## Brief
The lines of the records that include "tablet" should all be copied.
(Given records Opens)
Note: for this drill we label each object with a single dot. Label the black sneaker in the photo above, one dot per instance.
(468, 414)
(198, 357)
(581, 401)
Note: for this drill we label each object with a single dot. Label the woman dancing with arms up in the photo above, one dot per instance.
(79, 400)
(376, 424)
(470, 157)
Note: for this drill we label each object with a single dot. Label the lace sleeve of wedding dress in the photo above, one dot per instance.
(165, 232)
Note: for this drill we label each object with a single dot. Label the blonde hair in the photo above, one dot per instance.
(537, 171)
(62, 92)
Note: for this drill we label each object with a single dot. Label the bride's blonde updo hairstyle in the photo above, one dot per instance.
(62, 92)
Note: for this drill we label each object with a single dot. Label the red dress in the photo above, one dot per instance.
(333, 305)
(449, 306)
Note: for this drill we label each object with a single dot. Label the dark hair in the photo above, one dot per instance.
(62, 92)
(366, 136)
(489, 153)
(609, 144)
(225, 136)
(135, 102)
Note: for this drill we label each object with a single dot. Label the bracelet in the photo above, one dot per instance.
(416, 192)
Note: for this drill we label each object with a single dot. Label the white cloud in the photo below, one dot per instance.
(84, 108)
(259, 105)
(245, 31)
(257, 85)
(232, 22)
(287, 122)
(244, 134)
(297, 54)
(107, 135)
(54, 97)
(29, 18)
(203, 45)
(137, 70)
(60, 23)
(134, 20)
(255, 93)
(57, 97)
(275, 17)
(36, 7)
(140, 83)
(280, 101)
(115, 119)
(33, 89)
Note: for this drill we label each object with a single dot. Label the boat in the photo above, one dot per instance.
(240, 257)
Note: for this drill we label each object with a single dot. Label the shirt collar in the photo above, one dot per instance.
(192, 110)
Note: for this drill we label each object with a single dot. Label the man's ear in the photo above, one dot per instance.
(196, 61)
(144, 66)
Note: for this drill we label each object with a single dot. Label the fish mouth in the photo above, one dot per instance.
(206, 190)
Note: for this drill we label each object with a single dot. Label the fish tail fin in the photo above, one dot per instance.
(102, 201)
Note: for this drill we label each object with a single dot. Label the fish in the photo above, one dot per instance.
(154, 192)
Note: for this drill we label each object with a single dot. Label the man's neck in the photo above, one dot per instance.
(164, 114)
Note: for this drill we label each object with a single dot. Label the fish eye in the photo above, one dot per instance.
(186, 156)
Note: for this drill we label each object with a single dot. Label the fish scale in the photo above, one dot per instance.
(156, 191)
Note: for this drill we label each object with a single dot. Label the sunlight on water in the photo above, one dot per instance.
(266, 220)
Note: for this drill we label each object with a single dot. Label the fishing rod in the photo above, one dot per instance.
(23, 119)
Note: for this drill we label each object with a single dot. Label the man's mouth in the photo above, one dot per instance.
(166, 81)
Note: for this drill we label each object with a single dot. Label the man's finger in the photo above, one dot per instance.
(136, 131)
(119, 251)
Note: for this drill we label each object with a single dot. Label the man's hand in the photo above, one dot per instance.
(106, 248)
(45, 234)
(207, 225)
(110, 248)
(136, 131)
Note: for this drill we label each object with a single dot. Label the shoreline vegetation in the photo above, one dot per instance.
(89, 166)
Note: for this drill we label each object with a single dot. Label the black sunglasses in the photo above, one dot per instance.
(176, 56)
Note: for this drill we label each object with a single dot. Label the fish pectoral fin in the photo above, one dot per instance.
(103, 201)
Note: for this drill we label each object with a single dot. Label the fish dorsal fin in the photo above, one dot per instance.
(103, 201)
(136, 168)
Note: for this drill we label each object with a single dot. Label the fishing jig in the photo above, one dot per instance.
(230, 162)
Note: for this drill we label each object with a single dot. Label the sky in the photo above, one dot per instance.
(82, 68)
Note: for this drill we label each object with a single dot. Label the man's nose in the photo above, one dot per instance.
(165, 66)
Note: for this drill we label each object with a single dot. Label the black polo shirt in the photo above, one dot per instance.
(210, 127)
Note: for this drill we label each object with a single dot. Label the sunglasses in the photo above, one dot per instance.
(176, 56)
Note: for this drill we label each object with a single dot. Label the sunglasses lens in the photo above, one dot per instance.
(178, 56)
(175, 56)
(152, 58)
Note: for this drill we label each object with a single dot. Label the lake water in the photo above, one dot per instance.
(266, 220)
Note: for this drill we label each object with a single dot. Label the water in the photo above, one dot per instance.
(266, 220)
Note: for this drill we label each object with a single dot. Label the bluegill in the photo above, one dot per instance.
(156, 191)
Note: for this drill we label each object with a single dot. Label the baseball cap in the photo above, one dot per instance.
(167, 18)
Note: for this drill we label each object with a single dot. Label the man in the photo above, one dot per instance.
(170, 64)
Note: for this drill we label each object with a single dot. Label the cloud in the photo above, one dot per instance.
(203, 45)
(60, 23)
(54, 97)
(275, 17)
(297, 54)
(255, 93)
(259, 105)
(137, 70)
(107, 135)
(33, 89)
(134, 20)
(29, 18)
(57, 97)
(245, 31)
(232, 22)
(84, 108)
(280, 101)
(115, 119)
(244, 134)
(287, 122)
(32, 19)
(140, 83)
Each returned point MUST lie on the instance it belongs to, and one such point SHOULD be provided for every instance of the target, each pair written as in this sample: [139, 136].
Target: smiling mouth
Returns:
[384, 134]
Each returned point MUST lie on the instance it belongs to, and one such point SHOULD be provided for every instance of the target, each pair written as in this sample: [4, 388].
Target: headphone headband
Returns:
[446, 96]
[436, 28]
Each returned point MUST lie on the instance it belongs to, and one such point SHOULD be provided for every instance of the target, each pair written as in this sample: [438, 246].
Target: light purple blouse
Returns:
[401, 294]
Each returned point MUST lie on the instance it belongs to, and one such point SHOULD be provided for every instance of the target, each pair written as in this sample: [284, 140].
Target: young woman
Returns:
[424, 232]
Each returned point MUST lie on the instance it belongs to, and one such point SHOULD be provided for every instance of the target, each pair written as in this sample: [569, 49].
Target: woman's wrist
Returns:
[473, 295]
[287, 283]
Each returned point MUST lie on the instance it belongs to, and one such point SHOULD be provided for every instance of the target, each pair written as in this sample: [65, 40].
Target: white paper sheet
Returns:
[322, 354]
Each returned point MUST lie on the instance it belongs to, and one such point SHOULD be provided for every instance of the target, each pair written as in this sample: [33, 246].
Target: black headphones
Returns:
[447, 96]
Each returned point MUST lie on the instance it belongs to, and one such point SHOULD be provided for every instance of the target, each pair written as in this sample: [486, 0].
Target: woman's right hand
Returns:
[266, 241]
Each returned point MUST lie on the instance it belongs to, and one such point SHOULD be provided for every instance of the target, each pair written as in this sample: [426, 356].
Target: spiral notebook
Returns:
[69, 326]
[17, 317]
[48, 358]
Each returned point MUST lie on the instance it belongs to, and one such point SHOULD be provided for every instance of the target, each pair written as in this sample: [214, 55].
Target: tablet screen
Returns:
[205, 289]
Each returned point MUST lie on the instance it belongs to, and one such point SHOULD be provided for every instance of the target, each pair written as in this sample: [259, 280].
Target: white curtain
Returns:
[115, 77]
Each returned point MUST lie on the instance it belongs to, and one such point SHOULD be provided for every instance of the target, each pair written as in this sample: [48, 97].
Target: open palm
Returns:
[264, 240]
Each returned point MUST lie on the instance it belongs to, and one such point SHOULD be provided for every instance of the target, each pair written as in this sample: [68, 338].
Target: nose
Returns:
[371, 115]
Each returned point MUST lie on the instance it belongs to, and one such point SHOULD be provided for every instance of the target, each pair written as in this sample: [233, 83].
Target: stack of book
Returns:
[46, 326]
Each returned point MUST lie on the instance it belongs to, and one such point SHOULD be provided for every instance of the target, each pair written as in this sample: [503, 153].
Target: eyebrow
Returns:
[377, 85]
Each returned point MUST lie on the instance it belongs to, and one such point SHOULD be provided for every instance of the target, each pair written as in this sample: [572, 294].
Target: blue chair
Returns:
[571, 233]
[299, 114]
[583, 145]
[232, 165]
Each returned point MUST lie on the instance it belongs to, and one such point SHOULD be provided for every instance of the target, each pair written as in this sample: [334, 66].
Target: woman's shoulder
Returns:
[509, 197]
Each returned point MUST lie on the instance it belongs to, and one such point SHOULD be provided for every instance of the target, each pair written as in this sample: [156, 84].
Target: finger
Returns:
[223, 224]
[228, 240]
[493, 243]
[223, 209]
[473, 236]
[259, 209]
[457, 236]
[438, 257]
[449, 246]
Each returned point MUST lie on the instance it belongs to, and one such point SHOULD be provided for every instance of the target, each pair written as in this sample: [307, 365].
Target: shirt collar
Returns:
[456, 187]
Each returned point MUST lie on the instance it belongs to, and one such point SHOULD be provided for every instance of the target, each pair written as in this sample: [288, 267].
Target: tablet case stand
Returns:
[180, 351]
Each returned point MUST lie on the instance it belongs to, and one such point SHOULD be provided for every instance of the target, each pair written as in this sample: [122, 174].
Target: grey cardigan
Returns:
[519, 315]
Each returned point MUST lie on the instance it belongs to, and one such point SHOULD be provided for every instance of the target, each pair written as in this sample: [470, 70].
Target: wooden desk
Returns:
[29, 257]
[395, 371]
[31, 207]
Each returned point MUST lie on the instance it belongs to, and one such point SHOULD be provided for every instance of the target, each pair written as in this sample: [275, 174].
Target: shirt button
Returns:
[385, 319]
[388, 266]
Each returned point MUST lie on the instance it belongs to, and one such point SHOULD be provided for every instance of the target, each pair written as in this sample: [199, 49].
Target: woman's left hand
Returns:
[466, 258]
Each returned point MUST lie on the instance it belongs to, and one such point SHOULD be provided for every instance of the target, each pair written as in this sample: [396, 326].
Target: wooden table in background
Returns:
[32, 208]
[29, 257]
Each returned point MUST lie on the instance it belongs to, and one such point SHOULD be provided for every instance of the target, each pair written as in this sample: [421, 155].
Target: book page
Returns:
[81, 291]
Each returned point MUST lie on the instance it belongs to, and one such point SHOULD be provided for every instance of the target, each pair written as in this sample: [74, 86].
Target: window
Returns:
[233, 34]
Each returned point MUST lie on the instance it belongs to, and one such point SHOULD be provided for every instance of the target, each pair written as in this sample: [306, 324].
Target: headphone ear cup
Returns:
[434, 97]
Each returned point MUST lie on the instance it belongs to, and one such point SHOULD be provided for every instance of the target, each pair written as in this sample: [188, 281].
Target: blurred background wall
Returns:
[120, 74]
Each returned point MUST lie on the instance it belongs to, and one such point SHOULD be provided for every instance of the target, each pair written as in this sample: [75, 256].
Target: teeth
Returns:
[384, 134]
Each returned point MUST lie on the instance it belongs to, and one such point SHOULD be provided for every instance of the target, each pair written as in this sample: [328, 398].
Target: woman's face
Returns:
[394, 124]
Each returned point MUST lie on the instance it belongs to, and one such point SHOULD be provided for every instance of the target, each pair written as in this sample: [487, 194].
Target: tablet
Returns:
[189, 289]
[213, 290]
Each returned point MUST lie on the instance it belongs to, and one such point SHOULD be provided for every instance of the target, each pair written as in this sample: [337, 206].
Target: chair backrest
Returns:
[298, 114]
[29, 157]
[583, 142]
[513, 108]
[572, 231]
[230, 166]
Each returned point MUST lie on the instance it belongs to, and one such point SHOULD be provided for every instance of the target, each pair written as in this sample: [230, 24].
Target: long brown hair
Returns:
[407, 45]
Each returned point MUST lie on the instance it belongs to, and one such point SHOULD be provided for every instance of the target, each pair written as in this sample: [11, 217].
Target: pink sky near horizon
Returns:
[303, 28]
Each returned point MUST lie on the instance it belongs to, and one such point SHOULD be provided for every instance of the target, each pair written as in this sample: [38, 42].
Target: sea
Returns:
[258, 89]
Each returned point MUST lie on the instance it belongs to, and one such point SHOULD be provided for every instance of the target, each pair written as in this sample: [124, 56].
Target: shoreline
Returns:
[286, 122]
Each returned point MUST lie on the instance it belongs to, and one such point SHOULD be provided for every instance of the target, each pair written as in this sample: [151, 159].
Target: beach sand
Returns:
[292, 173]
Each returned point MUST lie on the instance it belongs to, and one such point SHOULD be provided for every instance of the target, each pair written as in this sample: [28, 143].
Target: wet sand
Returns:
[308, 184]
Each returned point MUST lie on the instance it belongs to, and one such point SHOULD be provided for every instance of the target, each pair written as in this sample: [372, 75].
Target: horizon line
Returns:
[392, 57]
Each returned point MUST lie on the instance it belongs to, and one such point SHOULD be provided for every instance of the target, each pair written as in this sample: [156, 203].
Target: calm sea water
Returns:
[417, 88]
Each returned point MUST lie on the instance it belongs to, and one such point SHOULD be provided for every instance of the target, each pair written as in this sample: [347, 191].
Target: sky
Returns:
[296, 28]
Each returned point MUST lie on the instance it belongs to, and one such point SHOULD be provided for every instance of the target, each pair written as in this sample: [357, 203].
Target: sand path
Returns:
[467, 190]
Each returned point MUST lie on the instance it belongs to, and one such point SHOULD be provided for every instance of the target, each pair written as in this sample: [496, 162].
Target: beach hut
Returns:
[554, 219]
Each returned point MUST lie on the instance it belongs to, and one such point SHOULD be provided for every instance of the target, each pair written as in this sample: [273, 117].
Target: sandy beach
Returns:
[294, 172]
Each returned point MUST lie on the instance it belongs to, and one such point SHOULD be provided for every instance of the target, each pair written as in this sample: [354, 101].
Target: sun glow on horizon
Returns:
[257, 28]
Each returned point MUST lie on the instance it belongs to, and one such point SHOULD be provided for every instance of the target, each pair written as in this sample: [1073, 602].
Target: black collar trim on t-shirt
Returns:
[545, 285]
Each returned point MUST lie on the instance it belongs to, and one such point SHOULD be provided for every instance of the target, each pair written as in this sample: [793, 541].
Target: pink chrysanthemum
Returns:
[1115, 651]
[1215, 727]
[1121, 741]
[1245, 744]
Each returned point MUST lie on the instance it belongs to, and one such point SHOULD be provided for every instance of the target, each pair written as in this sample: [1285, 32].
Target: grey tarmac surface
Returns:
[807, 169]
(Given records Closes)
## Your solution
Target: tablet screen
Target: tablet case stand
Target: tablet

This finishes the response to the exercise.